> What to work on: Please return all lines from the records below that include the string "bench".

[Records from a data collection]
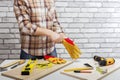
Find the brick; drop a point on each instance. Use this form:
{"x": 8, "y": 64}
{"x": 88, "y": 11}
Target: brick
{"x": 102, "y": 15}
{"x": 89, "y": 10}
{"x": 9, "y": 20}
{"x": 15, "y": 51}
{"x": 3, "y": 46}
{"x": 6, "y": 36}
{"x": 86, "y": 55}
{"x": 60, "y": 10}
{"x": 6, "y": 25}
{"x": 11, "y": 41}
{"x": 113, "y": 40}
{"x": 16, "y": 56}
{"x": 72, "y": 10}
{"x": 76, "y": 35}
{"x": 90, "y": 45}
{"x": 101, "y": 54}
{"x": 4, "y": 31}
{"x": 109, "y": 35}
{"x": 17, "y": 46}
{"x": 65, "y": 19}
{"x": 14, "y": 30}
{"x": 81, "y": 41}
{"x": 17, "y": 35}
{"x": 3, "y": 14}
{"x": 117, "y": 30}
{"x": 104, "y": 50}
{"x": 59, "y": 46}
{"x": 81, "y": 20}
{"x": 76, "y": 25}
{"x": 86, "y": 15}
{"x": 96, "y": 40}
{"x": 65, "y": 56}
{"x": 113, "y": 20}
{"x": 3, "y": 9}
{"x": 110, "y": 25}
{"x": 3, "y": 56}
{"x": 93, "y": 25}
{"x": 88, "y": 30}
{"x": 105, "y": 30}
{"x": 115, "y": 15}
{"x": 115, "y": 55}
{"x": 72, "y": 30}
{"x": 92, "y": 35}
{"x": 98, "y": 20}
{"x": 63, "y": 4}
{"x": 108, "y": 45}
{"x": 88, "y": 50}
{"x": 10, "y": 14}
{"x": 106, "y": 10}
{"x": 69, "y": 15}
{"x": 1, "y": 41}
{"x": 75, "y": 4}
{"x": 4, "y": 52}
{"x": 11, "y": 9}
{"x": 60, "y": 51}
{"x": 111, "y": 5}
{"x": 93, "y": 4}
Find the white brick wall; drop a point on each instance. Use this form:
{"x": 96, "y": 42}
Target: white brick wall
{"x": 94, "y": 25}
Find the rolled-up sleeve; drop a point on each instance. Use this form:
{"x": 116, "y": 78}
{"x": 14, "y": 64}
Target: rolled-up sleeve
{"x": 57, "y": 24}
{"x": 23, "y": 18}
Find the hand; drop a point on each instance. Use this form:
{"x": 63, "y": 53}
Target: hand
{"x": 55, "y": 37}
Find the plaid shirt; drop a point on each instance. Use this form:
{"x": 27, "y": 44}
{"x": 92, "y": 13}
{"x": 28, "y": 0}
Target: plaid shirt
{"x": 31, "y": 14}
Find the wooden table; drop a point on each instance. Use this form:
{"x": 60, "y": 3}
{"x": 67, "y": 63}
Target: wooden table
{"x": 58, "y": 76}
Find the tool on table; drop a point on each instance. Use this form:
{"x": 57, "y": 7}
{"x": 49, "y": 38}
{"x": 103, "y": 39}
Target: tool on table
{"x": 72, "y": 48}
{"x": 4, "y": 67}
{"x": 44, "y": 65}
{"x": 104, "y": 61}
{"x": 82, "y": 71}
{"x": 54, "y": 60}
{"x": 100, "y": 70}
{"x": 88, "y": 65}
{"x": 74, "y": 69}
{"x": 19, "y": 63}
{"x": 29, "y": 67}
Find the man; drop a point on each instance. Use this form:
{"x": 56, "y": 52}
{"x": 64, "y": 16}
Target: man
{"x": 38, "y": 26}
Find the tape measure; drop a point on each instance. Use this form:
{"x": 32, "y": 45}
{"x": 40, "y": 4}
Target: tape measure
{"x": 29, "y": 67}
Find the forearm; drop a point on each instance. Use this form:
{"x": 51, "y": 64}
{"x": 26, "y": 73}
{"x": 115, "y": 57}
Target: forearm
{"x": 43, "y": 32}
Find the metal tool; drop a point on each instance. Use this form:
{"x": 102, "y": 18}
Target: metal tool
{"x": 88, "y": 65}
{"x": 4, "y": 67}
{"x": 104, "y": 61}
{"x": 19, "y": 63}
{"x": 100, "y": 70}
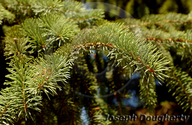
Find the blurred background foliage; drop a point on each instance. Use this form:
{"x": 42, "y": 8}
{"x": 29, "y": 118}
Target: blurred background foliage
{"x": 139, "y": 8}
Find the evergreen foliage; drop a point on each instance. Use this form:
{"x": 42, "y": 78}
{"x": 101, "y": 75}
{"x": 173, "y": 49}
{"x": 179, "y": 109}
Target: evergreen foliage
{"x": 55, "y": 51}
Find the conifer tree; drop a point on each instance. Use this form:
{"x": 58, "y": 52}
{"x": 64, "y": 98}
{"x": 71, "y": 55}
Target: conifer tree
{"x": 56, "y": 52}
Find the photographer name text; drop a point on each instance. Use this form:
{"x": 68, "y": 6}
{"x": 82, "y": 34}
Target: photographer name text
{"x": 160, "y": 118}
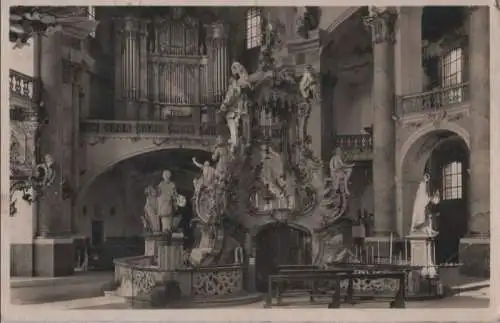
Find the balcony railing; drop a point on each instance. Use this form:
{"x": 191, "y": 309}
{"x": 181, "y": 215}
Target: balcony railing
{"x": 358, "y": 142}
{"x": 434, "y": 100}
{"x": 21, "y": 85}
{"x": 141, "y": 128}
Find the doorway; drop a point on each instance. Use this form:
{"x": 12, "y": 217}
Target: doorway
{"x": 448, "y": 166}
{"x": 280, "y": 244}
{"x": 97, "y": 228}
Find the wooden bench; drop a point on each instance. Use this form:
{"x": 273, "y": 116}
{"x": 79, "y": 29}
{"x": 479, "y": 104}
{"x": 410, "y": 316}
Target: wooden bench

> Result:
Find the wooden bench; drop a point on each instance. Use this form:
Target: wooden bench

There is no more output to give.